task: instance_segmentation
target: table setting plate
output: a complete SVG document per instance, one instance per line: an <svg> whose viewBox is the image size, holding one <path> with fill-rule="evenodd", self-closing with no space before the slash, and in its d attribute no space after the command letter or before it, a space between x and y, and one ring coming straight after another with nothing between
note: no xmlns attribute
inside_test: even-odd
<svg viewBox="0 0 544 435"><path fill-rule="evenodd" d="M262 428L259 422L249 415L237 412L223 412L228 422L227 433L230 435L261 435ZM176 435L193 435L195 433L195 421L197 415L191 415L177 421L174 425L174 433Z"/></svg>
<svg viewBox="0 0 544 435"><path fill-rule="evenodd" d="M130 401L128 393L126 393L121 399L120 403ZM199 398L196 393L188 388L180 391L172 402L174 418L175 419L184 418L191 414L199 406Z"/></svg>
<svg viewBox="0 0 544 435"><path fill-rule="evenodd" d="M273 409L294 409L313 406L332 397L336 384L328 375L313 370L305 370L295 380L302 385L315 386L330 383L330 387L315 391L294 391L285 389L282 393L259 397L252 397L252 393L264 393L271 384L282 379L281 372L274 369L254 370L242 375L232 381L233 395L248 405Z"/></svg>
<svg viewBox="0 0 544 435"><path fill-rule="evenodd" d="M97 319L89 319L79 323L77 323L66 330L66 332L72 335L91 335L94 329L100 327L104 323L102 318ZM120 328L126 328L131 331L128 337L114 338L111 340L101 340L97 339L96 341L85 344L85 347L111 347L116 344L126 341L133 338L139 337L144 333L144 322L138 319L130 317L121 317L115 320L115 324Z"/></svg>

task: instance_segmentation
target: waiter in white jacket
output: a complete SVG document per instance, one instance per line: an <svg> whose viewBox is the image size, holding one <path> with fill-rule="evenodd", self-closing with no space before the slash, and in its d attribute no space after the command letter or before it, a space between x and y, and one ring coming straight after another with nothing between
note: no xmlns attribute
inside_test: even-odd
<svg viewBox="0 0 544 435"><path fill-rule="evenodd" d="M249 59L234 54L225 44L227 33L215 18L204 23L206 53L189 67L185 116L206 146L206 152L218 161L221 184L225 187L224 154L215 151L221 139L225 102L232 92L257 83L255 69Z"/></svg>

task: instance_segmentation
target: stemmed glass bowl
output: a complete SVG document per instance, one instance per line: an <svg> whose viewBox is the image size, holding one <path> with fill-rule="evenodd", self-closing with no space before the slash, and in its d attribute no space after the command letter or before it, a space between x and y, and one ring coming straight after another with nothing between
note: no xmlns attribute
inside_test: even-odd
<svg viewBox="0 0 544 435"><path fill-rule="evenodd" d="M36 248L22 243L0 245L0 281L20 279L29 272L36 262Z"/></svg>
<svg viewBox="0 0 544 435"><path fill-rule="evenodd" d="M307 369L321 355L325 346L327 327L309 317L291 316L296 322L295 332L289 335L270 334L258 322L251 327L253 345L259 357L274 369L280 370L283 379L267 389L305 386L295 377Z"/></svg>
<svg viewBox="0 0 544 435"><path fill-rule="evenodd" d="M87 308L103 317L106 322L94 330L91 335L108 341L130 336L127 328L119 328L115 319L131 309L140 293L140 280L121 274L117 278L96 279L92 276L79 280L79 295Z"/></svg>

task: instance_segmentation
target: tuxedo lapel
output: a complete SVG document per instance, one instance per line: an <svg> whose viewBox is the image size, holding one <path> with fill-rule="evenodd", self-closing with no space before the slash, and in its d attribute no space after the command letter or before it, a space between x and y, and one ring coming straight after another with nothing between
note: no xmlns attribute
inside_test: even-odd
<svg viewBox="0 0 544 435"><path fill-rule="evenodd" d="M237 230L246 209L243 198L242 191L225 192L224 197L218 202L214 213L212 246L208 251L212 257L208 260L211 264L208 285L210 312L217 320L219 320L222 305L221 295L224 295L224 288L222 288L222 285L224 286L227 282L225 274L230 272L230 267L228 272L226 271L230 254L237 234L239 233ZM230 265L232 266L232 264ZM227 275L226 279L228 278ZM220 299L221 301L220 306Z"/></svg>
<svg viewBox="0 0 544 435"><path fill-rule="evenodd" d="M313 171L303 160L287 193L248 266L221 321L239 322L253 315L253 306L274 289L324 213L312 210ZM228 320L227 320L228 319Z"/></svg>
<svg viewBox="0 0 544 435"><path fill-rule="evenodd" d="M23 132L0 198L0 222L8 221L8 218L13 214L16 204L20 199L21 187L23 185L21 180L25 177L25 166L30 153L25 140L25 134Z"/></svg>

Objective ▸
Copy the items from the beginning through the line containing "401L128 393L126 393L121", with "table setting plate" replaced by "dinner plate" and nothing else changed.

Result for this exercise ▸
task: instance_segmentation
target: dinner plate
output: a complete SVG document per instance, one instance per line: an <svg> whose viewBox is the image size, holding one <path> with fill-rule="evenodd", self-closing with no space before the slash, and in its d attribute no space after the command letter or before it, a space between x and y, and one ring coming straight after another with nothing between
note: no xmlns attribute
inside_test: even-odd
<svg viewBox="0 0 544 435"><path fill-rule="evenodd" d="M262 428L259 422L249 415L237 412L223 412L228 422L227 433L230 435L261 435ZM176 435L193 435L195 433L195 421L197 415L191 415L177 421L174 425L174 433Z"/></svg>
<svg viewBox="0 0 544 435"><path fill-rule="evenodd" d="M130 401L128 393L126 393L121 399L120 403ZM199 398L196 393L188 388L180 391L172 402L174 418L175 419L184 418L191 414L199 406Z"/></svg>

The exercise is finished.